▸ **Position annotation listing**:
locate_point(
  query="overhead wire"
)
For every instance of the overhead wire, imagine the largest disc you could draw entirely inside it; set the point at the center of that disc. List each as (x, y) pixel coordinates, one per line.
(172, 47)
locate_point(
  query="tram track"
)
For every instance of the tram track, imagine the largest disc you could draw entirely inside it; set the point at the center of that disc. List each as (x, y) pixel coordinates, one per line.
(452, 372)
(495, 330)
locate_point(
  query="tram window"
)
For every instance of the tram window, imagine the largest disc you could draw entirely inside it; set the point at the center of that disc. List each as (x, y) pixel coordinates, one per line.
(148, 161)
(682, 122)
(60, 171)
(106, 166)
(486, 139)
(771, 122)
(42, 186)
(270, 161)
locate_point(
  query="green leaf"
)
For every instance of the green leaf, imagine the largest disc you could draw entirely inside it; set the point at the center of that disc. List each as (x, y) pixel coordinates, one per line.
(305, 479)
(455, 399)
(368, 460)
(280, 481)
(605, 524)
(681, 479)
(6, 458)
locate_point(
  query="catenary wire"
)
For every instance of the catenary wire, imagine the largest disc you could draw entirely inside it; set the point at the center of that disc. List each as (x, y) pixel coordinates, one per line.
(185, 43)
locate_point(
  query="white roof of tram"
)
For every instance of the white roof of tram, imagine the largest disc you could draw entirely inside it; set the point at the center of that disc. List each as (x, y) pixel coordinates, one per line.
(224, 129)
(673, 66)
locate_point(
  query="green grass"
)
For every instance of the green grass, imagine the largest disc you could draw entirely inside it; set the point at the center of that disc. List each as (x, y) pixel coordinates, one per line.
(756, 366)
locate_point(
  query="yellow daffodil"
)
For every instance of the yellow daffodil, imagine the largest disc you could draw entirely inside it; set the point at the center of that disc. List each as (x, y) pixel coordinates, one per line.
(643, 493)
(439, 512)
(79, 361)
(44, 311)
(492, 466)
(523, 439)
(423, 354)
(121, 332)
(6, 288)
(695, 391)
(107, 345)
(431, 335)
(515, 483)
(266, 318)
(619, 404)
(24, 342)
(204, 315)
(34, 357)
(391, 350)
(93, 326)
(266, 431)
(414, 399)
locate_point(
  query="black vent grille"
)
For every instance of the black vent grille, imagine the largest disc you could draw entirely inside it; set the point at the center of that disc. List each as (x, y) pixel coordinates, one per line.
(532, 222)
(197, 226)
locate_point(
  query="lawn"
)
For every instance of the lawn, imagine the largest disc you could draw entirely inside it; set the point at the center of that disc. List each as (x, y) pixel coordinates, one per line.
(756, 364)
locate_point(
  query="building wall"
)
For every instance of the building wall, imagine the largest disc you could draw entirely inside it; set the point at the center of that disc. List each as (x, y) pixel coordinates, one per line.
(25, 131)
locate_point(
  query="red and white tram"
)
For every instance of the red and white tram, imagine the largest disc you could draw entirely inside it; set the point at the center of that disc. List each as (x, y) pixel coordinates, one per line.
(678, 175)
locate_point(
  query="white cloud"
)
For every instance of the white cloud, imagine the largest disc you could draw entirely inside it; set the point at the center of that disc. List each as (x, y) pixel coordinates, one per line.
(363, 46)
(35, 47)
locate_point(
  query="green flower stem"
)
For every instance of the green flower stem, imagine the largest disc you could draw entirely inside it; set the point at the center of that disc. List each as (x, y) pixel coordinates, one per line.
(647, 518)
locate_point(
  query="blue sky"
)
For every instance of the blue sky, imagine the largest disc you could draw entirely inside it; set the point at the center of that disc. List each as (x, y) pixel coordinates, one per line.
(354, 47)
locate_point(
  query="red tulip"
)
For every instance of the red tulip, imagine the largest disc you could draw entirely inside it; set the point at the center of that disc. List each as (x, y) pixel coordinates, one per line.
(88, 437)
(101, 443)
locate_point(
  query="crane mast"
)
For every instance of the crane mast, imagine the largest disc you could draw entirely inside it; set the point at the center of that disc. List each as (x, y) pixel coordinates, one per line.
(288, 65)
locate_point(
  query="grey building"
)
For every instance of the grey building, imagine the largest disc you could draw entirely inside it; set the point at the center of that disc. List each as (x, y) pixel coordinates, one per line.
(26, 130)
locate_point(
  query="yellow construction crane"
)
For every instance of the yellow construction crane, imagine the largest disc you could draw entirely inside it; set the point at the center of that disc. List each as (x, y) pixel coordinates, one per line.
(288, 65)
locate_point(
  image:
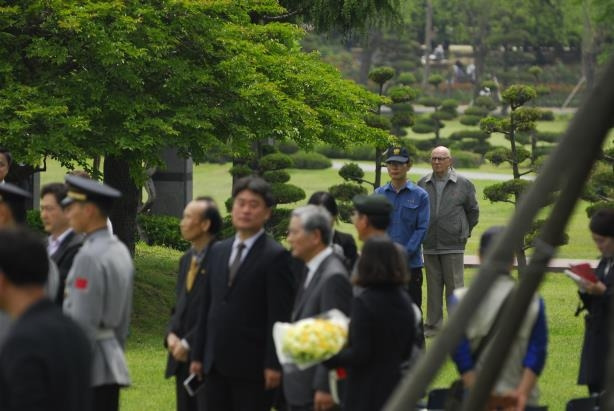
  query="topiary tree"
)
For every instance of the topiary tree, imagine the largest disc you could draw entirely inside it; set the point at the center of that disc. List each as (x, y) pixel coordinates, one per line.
(379, 76)
(271, 167)
(521, 121)
(353, 175)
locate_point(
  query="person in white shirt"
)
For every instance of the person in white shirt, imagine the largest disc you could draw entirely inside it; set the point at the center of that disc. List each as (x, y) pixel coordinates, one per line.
(63, 243)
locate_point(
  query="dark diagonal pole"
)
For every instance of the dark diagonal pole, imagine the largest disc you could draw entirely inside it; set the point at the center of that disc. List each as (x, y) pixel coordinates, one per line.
(576, 150)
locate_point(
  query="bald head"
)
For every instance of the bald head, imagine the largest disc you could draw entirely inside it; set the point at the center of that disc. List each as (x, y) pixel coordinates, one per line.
(441, 160)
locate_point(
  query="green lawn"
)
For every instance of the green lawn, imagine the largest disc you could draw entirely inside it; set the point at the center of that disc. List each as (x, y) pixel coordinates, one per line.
(156, 268)
(154, 293)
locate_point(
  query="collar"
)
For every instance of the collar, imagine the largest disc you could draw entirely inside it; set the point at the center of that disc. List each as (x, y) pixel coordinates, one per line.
(315, 262)
(248, 242)
(61, 237)
(452, 176)
(408, 186)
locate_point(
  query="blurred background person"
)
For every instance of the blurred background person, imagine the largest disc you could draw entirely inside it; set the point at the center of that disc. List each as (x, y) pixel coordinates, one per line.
(200, 225)
(517, 381)
(46, 359)
(382, 328)
(343, 243)
(63, 243)
(596, 299)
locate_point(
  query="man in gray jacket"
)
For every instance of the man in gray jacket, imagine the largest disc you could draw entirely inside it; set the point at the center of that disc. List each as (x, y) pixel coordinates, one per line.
(454, 212)
(99, 287)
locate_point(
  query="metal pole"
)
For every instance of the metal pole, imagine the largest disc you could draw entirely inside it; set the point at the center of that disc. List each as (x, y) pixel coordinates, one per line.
(592, 120)
(607, 402)
(515, 312)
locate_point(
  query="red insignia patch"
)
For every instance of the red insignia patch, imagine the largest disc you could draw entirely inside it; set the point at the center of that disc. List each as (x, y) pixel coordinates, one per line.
(81, 283)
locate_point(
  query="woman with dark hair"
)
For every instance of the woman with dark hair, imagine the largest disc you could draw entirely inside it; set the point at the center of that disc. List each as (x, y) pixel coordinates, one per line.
(342, 243)
(382, 328)
(596, 298)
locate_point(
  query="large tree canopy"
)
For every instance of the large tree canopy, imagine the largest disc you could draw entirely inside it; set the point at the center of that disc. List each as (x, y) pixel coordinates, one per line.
(125, 79)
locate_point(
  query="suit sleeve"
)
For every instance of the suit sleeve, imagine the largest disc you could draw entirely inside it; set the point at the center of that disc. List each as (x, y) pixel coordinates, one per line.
(422, 225)
(472, 209)
(280, 297)
(86, 290)
(172, 322)
(197, 344)
(359, 350)
(336, 293)
(28, 391)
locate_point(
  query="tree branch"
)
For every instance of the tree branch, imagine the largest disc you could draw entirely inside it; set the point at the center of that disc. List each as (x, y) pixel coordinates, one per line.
(281, 17)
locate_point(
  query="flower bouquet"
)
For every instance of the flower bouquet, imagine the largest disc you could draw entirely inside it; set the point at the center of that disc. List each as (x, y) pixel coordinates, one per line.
(312, 340)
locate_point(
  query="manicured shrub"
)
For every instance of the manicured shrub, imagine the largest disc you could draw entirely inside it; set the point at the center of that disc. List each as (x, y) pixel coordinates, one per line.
(287, 193)
(310, 161)
(287, 147)
(162, 230)
(466, 159)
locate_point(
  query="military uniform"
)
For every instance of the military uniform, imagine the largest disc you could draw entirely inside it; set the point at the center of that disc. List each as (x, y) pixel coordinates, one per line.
(16, 197)
(99, 297)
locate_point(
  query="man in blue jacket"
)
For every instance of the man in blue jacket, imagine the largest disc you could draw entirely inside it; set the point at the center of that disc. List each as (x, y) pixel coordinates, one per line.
(410, 215)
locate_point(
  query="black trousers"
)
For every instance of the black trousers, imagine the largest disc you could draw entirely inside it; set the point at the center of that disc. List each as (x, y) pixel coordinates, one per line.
(415, 292)
(184, 401)
(224, 393)
(106, 397)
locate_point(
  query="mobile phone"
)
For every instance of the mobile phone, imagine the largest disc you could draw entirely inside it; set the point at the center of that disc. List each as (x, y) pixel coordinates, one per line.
(193, 384)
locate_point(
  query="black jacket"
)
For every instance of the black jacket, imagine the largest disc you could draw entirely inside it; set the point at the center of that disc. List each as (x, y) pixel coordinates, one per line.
(597, 328)
(348, 244)
(63, 258)
(236, 322)
(382, 332)
(184, 315)
(45, 363)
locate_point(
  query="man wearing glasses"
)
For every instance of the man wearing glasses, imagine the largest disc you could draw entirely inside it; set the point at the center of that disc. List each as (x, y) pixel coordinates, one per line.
(410, 215)
(454, 212)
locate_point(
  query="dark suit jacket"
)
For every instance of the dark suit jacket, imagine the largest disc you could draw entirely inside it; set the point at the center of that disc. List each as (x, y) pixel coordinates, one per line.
(63, 258)
(45, 363)
(235, 333)
(184, 315)
(348, 244)
(597, 329)
(329, 288)
(382, 332)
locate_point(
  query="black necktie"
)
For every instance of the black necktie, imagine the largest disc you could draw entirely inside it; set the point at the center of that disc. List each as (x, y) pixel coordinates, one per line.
(236, 263)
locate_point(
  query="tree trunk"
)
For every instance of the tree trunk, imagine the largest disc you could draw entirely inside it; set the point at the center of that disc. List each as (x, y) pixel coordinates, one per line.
(123, 214)
(428, 38)
(366, 57)
(588, 47)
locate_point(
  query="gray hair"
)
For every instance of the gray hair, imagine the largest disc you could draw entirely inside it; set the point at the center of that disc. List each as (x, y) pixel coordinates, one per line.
(313, 217)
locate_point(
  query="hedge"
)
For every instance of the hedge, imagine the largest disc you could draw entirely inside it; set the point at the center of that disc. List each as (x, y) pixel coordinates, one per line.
(310, 161)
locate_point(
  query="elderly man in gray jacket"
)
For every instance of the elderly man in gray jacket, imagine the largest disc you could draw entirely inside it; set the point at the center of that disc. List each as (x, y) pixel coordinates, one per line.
(454, 213)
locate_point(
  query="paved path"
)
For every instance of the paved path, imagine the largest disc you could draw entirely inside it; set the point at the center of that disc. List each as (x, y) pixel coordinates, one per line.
(556, 264)
(472, 175)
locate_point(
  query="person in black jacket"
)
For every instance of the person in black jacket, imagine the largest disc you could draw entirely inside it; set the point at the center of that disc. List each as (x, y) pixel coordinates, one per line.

▸ **TASK TO COMPLETE**: Count the lines of the listing above that contain the string "glasses", with case taken into account. Give only the number.

▸ **EXERCISE RESPONSE**: 2